_分析対象の文章_.
親の顔色をうかがいながら、常に恐怖におびえる生活。幼児期の経験がどのように性格に影響するのか。物語の結論はかわいそうな北斗、という流れになっているのだが、それをそのまま受け入れるには違和感がある。復讐期の執念の恐ろしさはすさまじい。そこから裁判での北斗の性格の変わりように少し驚いてしまう。
■ストーリー
幼少時から両親に激しい暴力を受けて育った端爪北斗。誰にも愛されず、誰も愛せない彼は、父が病死した高校一年生の時、母に暴力を振るってしまう。児童福祉司の勧めで里親の近藤綾子と暮らし始め、北斗は初めて心身ともに安定した日々を過ごし、大学入学を果たすものの、綾子が末期癌であることが判明、綾子の里子の一人である明日実とともに懸命な看病を続ける。
治癒への望みを託し、癌の治療に効くという高額な飲料水を購入していたが、医学的根拠のない詐欺であったことがわかり、綾子は失意のうちに亡くなる。飲料水の開発者への復讐を決意しそのオフィスへ向かった北斗は、開発者ではなく女性スタッフ二人を殺めてしまう。逮捕され極刑を望む北斗に、明日実は生きてほしいと涙ながらに訴えるが、北斗の心は冷え切ったままだった。事件から一年、ついに裁判が開廷する―。
■感想
虐待を受けた少年が成長し、殺人を犯す。裁判では、幼少期の虐待が原因で…。なんとなく想像できるパターンだが、北斗をどのようなキャラにするかで、物語は変わってくる。本作では虐待を受けた結果、内向きの性格となるが、その後、立ち直り幸せな生活を送る。そこで、里親の死をきっかけとして復讐に燃える。
ひとつのきっかけにより殺人へつきすすむ北斗。物語の結末は、裁判により北斗の不幸な境遇が原因だと語られている。確かにその流れはあるのだが、北斗の心境すべてが読めてしまうので、「それは違うのでは?」と思えてしまう。

_エントリー一覧_.
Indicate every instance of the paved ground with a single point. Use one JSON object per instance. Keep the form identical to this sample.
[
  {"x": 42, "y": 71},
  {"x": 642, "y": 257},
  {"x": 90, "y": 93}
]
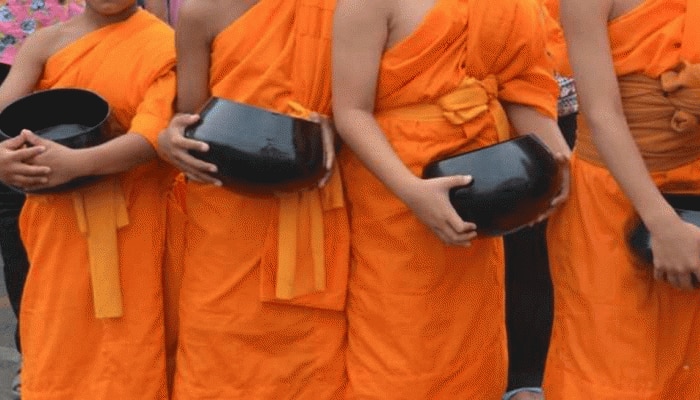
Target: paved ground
[{"x": 8, "y": 355}]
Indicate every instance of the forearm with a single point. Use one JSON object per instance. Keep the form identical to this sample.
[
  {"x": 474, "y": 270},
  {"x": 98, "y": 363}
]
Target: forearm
[
  {"x": 117, "y": 155},
  {"x": 622, "y": 158},
  {"x": 527, "y": 120},
  {"x": 361, "y": 132}
]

_実施課題_.
**A.** 上の書評によると、北斗が里親の近藤綾子と暮らし始めたのは誰の勧めによるものですか。
**B.** 上の書評から、「親の顔色をうかがいながら、常」から「とともに懸命な看病を続ける。」までの部分を、両端を含めて一字も変えずに出力してください。
**C.** 北斗を描いた小説についての上の書評を、最後の文の後から引き継いで書き進めてください。
エントリーは参照しなくても差し支えありません。

_課題への回答_.
**A.** 児童福祉司の勧めによるものです。

**B.**
親の顔色をうかがいながら、常に恐怖におびえる生活。幼児期の経験がどのように性格に影響するのか。物語の結論はかわいそうな北斗、という流れになっているのだが、それをそのまま受け入れるには違和感がある。復讐期の執念の恐ろしさはすさまじい。そこから裁判での北斗の性格の変わりように少し驚いてしまう。
■ストーリー
幼少時から両親に激しい暴力を受けて育った端爪北斗。誰にも愛されず、誰も愛せない彼は、父が病死した高校一年生の時、母に暴力を振るってしまう。児童福祉司の勧めで里親の近藤綾子と暮らし始め、北斗は初めて心身ともに安定した日々を過ごし、大学入学を果たすものの、綾子が末期癌であることが判明、綾子の里子の一人である明日実とともに懸命な看病を続ける。

**C.**
もしかしたら、作者はあえてこのようにしているのだろうか。物語自体は死刑か無期懲役かと裁判で争われている。虐待の影響だ、と声高に叫んだとしても、実はそれほど直接的な繋がりはないと暗に示しているのだろうか。北斗を支援する人々の強烈な思いやり。周りの手厚いサポートを受けると、いつの間にか、北斗自身も虐待が原因では?と考えるようになる。
裁判が始まる前の北斗の考えと、裁判中で大きくその考え方が変わっている。ひねくれた思考だが、このパターンが許されるのならば、世間の死刑囚の多くは、無期懲役になるのでは?と思ってしまった。
本作では、あからさまな悪は存在しない。北斗に高額な飲料水を売りつけた男も、表面上はアフリカの恵まれない子供たちを助けるという善意をアピールしている。北斗は当然、心優しい良い人間として描かれている。その他、対立関係にある検事や果ては虐待してきた母親や父親まで、どこかに救いがある。
虐待を繰り返した父親は、厳しい家庭環境により性格が壊れたような描かれ方がされ、母親は夫による暴力で変化したと描かれている。真の悪人がいない世の中なら、誰もが言い訳により善人になれるような気がした。
問題作であることは間違いない。